→ TASK DIRECTIONS: Copy the material below line for line, without changing a single character.
START DATASET
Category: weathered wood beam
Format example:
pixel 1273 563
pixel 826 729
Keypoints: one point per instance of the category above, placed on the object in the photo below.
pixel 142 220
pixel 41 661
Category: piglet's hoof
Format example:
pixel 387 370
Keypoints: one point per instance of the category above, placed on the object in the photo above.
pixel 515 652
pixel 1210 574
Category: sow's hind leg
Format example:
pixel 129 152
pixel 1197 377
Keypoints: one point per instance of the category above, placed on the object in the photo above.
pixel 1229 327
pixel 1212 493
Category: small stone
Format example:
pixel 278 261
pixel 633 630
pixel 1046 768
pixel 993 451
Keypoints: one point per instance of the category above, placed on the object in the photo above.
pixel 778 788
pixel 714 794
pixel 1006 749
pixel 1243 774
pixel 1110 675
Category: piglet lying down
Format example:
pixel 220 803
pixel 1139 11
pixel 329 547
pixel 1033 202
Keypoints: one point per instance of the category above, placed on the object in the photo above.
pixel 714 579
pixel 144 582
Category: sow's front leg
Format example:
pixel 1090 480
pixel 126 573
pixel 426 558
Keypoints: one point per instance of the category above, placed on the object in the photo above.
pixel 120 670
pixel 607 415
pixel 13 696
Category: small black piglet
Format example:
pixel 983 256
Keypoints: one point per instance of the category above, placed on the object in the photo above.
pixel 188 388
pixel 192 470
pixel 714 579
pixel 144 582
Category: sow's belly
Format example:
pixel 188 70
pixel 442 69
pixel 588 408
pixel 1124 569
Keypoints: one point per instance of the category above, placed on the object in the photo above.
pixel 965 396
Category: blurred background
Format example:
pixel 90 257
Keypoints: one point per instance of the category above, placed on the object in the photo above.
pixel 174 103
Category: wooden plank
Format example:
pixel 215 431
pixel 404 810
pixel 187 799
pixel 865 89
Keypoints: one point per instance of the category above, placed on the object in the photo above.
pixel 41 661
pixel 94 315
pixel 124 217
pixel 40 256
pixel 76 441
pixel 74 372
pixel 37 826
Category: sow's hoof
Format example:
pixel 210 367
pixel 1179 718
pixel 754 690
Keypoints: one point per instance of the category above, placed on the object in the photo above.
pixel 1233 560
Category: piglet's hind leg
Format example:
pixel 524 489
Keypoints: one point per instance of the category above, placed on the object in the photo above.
END DATASET
→ EXERCISE ANSWER:
Category: weathered wood beam
Format example:
pixel 1273 563
pixel 826 729
Keypoints: one point per instance of the category above, placed on the object in the photo below.
pixel 142 220
pixel 41 661
Category: piglet's hoof
Format example:
pixel 387 370
Keypoints: one point per instance of the category above, placed on the object in the photo above.
pixel 515 652
pixel 1210 574
Category: sow's hind leg
Format example:
pixel 129 152
pixel 1197 377
Keypoints: one point per instance of the category above, placed on the object in the photo above.
pixel 1229 327
pixel 1212 493
Category: small stone
Format example:
pixel 278 261
pixel 633 630
pixel 1046 768
pixel 993 451
Keypoints: one point per instance of the category above, placed on the object in the photo above.
pixel 778 788
pixel 714 794
pixel 1006 749
pixel 1243 774
pixel 1110 675
Category: piglet lying down
Format example:
pixel 220 803
pixel 1139 11
pixel 329 547
pixel 1033 202
Keypoints: one point per instance of the category above, placed on the object in the photo above.
pixel 714 579
pixel 144 582
Category: sow's front leg
Format example:
pixel 1090 480
pixel 126 573
pixel 426 558
Keypoints: one point per instance of the category above, placed on the object in the photo above.
pixel 120 670
pixel 607 415
pixel 13 696
Category: small black piglet
Format example:
pixel 983 256
Keypoints: one point per instance of the category above, placed on the object in the photo above.
pixel 188 388
pixel 192 470
pixel 714 579
pixel 144 582
Category: sow's belly
Format example:
pixel 188 70
pixel 442 69
pixel 588 408
pixel 1124 569
Keypoints: one point per instance of the category above, placed on the object in the photo above.
pixel 965 396
Category: blurred background
Format example:
pixel 90 257
Keypoints: one point per instance of the category above, placed on the object in the photo above.
pixel 174 103
Category: wooden plank
Format example:
pixel 215 431
pixel 404 810
pixel 187 799
pixel 865 89
Keypoints: one point per instance of the category above, placed on the object in the photo above.
pixel 41 661
pixel 94 315
pixel 124 217
pixel 40 256
pixel 76 441
pixel 74 372
pixel 37 826
Category: sow's hoof
Format example:
pixel 210 367
pixel 1179 718
pixel 754 690
Keypoints: one point per instance of the category above, placed on the object in the photo above.
pixel 1233 560
Category: piglet's hind leg
Format example:
pixel 524 489
Keypoints: one point per instance of the category above, placed on the object in the photo above.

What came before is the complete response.